THE TASK: When you reach the line with "Category: bush on rocky ground" in the listing below, transcribe it and each line after it up to and including the line with "Category: low stone retaining wall", exactly and with nothing else.

DATA RECORDS:
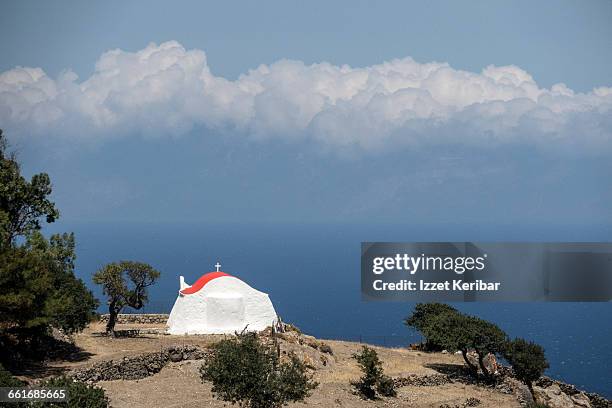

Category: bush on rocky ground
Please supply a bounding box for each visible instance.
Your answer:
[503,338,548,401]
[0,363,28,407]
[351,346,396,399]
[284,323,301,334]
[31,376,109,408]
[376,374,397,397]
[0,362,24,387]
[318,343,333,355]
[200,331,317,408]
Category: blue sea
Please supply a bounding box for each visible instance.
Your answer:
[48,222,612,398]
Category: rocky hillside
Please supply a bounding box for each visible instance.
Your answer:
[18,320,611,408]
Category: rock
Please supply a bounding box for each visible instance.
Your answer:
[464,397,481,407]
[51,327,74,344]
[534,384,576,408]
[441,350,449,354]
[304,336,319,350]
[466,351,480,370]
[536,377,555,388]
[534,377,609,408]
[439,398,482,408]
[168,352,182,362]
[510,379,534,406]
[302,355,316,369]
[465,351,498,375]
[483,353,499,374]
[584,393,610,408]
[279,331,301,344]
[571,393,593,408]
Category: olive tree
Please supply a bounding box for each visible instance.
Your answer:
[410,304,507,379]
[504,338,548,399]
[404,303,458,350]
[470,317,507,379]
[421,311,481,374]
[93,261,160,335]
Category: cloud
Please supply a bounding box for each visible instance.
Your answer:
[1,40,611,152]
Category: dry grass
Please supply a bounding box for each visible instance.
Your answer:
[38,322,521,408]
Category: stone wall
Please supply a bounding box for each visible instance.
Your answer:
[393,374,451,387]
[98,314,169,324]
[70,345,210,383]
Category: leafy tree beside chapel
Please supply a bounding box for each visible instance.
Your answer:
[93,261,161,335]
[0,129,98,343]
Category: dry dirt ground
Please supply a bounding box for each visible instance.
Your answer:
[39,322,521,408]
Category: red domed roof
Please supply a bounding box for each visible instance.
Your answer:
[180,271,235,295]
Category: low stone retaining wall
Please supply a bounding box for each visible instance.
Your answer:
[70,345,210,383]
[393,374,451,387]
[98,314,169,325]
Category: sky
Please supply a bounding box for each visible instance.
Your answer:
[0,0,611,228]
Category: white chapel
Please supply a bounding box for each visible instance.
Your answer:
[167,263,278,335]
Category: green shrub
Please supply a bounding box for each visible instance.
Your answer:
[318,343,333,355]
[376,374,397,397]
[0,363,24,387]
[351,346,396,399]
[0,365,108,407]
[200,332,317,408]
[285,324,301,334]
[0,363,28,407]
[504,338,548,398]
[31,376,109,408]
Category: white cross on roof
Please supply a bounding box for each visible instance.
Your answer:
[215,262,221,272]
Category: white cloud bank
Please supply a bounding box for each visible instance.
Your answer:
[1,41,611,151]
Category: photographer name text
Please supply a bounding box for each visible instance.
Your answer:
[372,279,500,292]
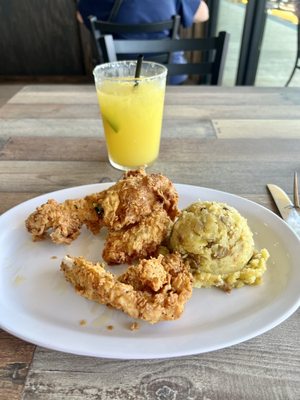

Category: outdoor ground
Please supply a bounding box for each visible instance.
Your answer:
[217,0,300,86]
--
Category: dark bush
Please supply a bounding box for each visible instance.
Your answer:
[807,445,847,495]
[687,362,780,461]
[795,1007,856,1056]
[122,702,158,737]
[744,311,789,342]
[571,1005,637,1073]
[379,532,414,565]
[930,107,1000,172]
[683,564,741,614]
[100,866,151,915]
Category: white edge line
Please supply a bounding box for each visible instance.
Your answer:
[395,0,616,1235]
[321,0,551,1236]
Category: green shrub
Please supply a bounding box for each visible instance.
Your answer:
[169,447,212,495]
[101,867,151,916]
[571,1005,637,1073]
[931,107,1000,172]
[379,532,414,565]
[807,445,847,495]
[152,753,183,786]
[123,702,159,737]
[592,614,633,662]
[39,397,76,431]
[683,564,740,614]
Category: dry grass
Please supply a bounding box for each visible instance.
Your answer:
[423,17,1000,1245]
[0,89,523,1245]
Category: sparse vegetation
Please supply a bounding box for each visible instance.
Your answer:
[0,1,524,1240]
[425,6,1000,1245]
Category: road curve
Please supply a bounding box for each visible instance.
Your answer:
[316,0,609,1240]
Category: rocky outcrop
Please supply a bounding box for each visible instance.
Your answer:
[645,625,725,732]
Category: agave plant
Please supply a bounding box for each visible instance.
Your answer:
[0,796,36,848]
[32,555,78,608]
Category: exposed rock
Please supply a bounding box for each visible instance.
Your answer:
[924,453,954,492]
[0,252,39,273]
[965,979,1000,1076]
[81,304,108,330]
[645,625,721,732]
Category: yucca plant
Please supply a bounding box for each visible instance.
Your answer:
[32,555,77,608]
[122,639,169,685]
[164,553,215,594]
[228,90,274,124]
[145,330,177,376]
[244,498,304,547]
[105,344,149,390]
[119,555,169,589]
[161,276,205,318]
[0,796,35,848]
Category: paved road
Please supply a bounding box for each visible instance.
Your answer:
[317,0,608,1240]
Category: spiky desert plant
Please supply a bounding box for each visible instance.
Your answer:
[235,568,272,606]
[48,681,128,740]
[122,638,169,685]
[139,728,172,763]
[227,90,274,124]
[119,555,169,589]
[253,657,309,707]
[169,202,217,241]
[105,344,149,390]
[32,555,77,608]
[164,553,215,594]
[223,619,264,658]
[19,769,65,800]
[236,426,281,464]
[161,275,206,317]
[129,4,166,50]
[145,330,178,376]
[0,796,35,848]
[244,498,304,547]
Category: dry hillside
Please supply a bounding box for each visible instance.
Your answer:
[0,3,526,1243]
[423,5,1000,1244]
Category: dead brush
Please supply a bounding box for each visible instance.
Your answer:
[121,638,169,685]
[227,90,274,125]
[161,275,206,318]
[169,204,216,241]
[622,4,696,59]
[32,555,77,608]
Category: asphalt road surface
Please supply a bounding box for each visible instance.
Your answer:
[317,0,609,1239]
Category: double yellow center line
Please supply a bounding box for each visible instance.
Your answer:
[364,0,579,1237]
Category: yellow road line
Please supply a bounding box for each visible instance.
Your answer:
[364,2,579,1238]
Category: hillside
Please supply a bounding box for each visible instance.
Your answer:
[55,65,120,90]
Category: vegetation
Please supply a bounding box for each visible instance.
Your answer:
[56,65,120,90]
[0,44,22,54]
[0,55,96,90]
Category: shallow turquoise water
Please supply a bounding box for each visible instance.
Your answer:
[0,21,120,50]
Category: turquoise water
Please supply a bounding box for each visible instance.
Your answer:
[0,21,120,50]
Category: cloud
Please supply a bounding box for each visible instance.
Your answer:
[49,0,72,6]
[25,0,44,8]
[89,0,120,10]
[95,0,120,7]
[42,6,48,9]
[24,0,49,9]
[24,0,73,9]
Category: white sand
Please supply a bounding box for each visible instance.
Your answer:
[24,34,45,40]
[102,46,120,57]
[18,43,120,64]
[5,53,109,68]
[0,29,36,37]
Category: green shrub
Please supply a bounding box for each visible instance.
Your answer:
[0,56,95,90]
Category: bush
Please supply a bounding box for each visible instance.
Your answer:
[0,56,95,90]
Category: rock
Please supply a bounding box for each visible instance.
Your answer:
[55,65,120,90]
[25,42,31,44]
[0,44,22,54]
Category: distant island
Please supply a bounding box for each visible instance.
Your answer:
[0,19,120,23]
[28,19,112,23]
* * *
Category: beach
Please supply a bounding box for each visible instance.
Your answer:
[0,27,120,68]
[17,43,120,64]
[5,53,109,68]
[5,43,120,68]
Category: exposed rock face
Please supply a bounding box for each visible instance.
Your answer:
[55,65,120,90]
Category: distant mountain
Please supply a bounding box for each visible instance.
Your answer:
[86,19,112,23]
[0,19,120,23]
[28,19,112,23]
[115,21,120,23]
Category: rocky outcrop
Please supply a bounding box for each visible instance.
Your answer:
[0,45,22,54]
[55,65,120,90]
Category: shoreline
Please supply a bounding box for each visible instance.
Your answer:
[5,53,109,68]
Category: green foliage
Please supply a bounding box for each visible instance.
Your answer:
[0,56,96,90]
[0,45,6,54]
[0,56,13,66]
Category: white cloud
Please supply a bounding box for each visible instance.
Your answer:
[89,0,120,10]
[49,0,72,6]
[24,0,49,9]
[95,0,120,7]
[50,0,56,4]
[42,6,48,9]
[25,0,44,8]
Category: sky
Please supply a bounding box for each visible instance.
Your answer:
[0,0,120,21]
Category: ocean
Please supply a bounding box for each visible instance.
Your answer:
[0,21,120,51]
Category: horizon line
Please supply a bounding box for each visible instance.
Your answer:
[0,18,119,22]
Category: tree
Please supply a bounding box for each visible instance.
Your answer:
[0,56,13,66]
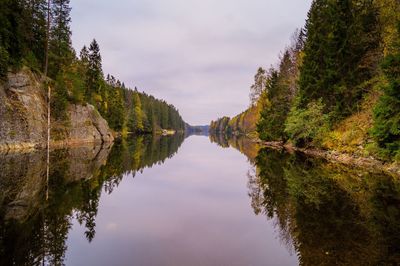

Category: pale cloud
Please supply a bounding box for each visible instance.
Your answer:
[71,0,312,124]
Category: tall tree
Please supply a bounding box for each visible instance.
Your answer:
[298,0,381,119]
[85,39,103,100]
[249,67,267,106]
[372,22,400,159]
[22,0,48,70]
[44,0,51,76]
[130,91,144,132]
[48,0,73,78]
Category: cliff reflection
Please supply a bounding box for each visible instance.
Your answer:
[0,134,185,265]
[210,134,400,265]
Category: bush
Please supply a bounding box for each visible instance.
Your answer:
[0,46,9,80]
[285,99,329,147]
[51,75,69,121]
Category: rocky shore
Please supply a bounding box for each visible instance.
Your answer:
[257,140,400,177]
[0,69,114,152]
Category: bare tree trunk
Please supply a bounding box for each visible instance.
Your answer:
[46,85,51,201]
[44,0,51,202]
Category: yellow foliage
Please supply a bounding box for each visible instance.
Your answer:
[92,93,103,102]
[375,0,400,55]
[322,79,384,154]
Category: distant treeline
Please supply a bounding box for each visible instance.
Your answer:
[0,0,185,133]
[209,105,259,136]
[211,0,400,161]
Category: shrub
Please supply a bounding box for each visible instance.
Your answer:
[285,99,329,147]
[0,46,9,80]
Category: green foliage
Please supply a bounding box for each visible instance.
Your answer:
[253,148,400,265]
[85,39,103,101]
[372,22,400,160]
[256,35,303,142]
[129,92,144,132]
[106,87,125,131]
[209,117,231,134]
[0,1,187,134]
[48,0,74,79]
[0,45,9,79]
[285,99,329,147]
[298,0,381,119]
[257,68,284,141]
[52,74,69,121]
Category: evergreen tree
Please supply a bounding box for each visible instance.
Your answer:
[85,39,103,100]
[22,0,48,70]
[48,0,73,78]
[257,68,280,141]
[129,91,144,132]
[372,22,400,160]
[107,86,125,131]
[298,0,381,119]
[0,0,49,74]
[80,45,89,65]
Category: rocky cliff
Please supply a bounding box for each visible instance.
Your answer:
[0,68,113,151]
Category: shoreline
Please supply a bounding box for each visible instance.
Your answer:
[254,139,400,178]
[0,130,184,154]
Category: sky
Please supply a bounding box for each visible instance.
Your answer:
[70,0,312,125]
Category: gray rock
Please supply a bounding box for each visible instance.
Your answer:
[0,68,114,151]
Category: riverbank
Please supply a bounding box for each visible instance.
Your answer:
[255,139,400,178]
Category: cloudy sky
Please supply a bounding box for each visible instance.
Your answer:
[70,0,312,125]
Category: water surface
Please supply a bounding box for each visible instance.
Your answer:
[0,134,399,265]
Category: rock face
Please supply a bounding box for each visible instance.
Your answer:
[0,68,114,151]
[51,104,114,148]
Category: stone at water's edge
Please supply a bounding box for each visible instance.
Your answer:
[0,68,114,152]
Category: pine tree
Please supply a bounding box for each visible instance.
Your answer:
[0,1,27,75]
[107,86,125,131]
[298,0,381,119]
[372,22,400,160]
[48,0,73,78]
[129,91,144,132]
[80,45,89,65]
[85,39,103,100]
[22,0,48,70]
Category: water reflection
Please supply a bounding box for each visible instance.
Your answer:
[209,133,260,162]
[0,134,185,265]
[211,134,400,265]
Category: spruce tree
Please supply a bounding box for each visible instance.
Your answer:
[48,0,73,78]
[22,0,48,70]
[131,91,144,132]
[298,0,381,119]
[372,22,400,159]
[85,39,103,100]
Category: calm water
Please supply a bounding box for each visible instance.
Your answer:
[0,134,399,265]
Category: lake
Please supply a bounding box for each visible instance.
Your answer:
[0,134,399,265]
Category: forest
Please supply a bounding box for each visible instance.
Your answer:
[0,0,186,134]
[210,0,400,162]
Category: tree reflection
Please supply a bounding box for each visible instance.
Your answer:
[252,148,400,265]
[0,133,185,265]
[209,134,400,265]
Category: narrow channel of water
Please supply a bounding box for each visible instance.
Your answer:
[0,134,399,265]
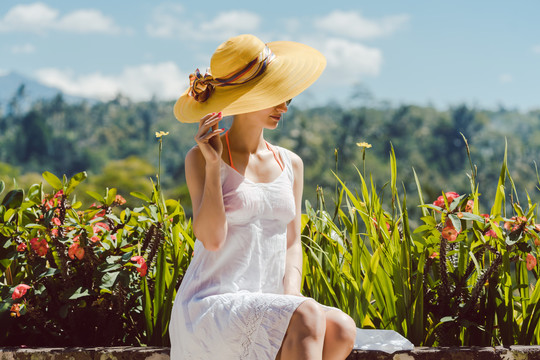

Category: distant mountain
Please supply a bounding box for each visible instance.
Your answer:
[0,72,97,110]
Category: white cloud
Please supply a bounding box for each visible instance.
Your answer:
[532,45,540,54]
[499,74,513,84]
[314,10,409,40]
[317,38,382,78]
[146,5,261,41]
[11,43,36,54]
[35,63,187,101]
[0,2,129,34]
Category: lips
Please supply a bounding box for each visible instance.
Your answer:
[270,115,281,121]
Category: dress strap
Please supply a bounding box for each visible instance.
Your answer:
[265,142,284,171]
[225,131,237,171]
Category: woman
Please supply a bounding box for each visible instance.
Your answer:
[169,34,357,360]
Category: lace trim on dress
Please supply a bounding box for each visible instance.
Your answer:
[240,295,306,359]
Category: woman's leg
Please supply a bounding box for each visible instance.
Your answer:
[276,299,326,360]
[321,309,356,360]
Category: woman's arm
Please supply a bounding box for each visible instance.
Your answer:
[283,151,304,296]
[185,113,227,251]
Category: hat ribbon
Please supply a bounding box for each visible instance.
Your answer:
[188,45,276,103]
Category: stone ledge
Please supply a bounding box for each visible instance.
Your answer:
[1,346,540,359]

EXERCISE RESPONSE:
Category: bush on rocky ground
Please supply a bounding box for each visible instance.
Your answer:
[503,338,548,401]
[0,363,28,407]
[351,346,396,399]
[284,323,301,334]
[31,376,109,408]
[376,374,397,397]
[0,362,24,387]
[318,343,333,355]
[200,331,317,408]
Category: blue sea
Please supply a bounding box for each visible instance.
Your answer:
[48,222,612,398]
Category: rocky hillside
Please supply a bounding box for each visible instance.
Your answer:
[18,320,611,408]
Category: rock
Please supply a bounding box for each visible instance.
Your answer:
[464,397,481,407]
[51,327,74,344]
[534,384,576,408]
[441,350,449,354]
[304,336,319,350]
[466,351,480,370]
[536,377,555,388]
[534,377,609,408]
[439,398,482,408]
[168,352,182,362]
[510,379,534,406]
[302,355,316,369]
[465,351,498,375]
[483,353,499,374]
[584,393,610,408]
[279,331,301,344]
[571,393,593,408]
Category: olive tree
Please supply a bounding box for each visible instance.
Your answer:
[410,304,507,379]
[504,338,548,399]
[404,303,458,350]
[470,317,507,379]
[421,311,481,374]
[93,261,160,335]
Category: cloud
Please supply a bounding box for each visible instance.
Your answer:
[1,40,611,152]
Category: dry grass
Please supply a bounding box for each visible instance.
Your answer:
[38,322,521,408]
Category: stone wall
Please supply a bounding box for each visible instance.
Your answer:
[393,374,451,387]
[98,314,169,324]
[70,345,210,383]
Category: leafy tree beside chapel
Please supply a bounding box for each visible instance.
Your answer:
[93,261,161,335]
[0,129,98,343]
Category: dry dirt ground
Please supply a bounding box for each visible instance.
Your answer:
[39,322,521,408]
Category: red domed roof
Please supply a bounding box for each visible instance.
Your answer:
[180,271,235,295]
Category: low stone retaining wall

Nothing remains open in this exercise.